===== Extrait du texte

Qu'est-ce que la laïcité ?

La laïcité est le principe de séparation des Eglises et de l’Etat.
Le Petit Robert en donne la définition suivante : « principe de séparation de la société civile et de la société religieuse, l’Etat n’exerçant aucun pouvoir religieux et les Eglises aucun pouvoir politique. »

La laïcité a été théorisée par Spinoza dans son Traité théologico-politique (1670)[1].

 

[…] C’est ainsi que Spinoza juge « pernicieux, tant pour la Religion que pour l’État, d’accorder aux ministres du culte le droit de décréter quoi que ce soit ou de traiter les affaires de l’État » . On ne saurait être plus clair dans la critique : ce n’est pas la religion, comme telle, que Spinoza ” combat ” , mais l’immixtion de la religion dans la politique. Et la solution qu’il préconise permet de jeter les bases de la laïcité politique : « L’exercice du culte religieux et les formes extérieures de la piété doivent se régler sur la paix et l’utilité de l’État » . Les Églises et l’État doivent être séparés de façon à rendre possibles l’autonomie du politique et la mise en conformité des pratiques religieuses au droit public. La laïcité de l’État se trouve ainsi établie . L’invocation d’une loi religieuse ne saurait être prétexte à contestation de la loi que les hommes se sont librement donnée.
Pierre Hayat, “Laïcité et liberté : la ressource spinoziste“, Les Cahiers Rationalistes, n°577.

Depuis la loi du 9 décembre 1905 sur la séparation des Eglises et de l’Etat, la France est un Etat laïque ainsi que le rappelle l’article 1er de la Constitution de la Ve République (1958) : « La France est une République indivisible, laïque, démocratique et sociale. Elle assure l’égalité devant la loi de tous les citoyens sans distinction d’origine, de race ou de religion. Elle respecte toutes les croyances »[2] tandis que l’article 2 stipule que « La République ne reconnaît, ne salarie ni ne subventionne aucun culte. »

==========
===== Données

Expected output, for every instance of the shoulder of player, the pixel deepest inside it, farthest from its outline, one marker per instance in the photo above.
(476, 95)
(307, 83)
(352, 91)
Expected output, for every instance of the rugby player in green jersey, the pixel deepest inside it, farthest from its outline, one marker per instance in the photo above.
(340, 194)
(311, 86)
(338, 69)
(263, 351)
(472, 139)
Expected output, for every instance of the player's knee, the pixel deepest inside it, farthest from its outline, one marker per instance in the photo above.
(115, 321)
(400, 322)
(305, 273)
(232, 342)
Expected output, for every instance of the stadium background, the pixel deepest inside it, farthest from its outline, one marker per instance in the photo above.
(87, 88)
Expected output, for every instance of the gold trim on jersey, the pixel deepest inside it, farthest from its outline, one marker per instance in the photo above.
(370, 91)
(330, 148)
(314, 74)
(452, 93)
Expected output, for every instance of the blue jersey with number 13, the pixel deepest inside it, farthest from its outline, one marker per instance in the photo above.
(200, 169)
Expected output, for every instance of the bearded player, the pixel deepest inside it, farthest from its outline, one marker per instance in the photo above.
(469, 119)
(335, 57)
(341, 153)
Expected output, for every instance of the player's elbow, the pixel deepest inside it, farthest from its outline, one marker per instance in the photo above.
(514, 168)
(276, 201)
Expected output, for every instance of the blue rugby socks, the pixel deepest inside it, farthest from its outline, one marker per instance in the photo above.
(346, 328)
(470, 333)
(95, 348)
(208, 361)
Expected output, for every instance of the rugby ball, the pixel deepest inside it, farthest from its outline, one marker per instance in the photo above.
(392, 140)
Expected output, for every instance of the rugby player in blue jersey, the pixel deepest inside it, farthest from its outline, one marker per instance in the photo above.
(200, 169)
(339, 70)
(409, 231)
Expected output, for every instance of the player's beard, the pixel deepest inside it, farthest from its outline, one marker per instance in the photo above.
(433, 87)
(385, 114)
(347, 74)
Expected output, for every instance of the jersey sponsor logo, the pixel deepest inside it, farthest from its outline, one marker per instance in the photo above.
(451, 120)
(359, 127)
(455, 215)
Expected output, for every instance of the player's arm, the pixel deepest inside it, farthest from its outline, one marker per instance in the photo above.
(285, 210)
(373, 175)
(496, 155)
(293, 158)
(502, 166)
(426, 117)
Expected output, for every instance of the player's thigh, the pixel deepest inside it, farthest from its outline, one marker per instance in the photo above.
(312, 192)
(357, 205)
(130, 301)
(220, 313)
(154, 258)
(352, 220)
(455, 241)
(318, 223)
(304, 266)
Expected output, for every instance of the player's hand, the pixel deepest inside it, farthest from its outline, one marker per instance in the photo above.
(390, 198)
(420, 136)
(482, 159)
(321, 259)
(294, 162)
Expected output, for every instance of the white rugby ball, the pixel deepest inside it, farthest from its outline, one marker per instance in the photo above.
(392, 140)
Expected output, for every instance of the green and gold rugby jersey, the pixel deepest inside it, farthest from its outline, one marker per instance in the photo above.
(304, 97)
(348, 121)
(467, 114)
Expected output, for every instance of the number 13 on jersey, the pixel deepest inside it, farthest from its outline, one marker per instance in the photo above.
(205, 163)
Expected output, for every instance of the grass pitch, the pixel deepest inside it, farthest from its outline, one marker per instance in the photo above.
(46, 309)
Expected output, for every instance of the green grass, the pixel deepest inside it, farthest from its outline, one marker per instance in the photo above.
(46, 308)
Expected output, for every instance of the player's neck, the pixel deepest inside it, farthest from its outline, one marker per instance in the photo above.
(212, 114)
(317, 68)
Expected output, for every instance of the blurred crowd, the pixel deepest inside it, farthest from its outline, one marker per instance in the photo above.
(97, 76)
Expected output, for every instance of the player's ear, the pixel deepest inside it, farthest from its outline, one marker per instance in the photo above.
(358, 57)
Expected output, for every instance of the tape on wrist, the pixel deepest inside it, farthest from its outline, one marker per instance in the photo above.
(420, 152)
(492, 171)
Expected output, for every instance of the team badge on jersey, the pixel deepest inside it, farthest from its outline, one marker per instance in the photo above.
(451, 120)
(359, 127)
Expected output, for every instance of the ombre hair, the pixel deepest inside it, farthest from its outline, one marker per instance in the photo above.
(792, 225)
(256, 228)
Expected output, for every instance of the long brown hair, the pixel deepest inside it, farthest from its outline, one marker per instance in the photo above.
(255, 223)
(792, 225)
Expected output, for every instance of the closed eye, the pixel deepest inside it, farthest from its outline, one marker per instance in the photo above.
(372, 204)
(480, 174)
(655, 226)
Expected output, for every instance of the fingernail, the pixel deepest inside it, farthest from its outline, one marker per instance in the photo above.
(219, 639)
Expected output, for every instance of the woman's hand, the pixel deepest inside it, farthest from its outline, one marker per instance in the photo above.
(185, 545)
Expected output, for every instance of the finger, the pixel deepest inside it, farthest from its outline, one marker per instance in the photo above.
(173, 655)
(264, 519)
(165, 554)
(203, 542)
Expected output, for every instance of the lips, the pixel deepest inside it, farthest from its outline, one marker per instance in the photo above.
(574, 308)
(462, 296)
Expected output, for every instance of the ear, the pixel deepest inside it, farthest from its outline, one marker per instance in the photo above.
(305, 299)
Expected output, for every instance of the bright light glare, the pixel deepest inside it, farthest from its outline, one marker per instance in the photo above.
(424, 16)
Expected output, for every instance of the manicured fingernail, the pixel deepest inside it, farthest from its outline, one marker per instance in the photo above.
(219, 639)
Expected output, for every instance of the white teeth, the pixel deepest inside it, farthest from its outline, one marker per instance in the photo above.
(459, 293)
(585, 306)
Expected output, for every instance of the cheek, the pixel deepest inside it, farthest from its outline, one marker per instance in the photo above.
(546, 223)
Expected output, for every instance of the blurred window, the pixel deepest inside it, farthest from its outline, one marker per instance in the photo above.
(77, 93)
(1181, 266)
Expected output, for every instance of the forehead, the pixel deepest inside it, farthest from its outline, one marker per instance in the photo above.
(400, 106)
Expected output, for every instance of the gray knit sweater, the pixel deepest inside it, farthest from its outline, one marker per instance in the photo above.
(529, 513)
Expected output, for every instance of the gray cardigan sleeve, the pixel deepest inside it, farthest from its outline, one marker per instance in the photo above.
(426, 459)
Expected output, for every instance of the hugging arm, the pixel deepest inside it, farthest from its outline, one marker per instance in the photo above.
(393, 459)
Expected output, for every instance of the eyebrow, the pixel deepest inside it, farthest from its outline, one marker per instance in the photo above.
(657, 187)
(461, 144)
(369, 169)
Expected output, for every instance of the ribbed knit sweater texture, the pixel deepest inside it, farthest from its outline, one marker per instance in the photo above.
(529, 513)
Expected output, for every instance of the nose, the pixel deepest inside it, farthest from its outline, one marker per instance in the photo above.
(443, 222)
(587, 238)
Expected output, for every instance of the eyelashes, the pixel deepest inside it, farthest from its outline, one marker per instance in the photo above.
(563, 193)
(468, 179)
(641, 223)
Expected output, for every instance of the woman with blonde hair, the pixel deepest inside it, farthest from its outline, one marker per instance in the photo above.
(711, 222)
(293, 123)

==========

» Travail à faire
• A. D'après le texte sur la laïcité, dans quel but les Églises et l'État doivent-ils être séparés selon la pensée de Spinoza ? Répondez en une à trois phrases.
• B. Comptez les lignes du listing qui contiennent la chaîne "fingernail", en tenant compte de la casse, et donnez uniquement ce nombre.

» Réponses attendues
• A. Les Églises et l'État doivent être séparés afin de rendre possibles l'autonomie du politique et la mise en conformité des pratiques religieuses au droit public.

• B. 2